• [Your objective] Copy the data from its start through the line with "pixel 184 77", substituting "Target" for every "Query" and keeping everything else the same. Leave out the pictures.

[Coordinate labeling data]
--------------------------------

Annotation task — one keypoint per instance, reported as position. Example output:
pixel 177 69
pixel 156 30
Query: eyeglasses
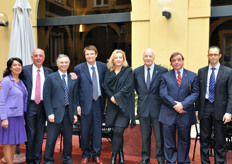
pixel 211 55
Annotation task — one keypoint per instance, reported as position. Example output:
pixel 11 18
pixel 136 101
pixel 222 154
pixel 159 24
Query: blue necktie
pixel 148 78
pixel 66 102
pixel 212 85
pixel 95 84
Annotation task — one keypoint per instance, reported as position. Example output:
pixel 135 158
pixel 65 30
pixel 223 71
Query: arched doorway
pixel 68 26
pixel 221 29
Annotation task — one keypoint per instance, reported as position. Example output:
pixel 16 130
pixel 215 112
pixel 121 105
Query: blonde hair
pixel 110 64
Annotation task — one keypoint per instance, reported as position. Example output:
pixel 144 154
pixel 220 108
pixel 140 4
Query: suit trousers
pixel 53 130
pixel 92 122
pixel 172 154
pixel 117 142
pixel 35 122
pixel 206 123
pixel 147 124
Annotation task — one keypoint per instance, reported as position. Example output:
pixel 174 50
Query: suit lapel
pixel 220 72
pixel 99 70
pixel 58 78
pixel 155 72
pixel 86 71
pixel 173 76
pixel 30 73
pixel 142 75
pixel 69 82
pixel 45 72
pixel 184 77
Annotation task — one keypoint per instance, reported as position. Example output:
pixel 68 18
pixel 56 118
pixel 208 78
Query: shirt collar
pixel 62 73
pixel 151 67
pixel 216 67
pixel 89 65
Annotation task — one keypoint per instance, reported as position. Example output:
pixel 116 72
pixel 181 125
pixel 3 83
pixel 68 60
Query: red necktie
pixel 37 88
pixel 179 78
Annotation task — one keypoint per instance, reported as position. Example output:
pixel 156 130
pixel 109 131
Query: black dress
pixel 121 86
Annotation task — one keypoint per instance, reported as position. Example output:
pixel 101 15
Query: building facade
pixel 67 26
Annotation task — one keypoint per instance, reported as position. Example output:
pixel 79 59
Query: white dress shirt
pixel 151 71
pixel 208 78
pixel 91 73
pixel 42 78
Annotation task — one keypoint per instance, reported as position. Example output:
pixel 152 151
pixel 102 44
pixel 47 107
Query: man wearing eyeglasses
pixel 214 105
pixel 179 90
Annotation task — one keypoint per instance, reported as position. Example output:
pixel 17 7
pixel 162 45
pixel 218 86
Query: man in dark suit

--------------------------------

• [Written response]
Annotation task — one keypoint per instance, reported as position. Example output:
pixel 177 69
pixel 156 30
Target: eyeglasses
pixel 211 55
Annotation task — one keypoint per instance, reported as position. Example output:
pixel 11 18
pixel 136 101
pixel 222 154
pixel 159 24
Target: blue necktie
pixel 148 78
pixel 66 102
pixel 212 85
pixel 95 84
Annotation task — one keypoint per instance, reported as position. Example output:
pixel 135 158
pixel 65 30
pixel 223 71
Target: arched doorway
pixel 68 26
pixel 221 29
Annotation task — one keypoint per instance, reported as position. Example output:
pixel 16 130
pixel 215 112
pixel 121 105
Target: blonde hair
pixel 110 64
Annotation task — one keypoint per instance, reported as position. Example output:
pixel 144 154
pixel 220 108
pixel 140 4
Target: suit trousers
pixel 53 130
pixel 92 122
pixel 172 154
pixel 117 142
pixel 35 122
pixel 206 123
pixel 147 124
Annotation task — one keypoint per instance, reported as position. Example output:
pixel 174 50
Target: suit lapel
pixel 220 72
pixel 99 70
pixel 58 78
pixel 155 72
pixel 86 71
pixel 173 76
pixel 30 73
pixel 142 75
pixel 69 82
pixel 45 72
pixel 184 77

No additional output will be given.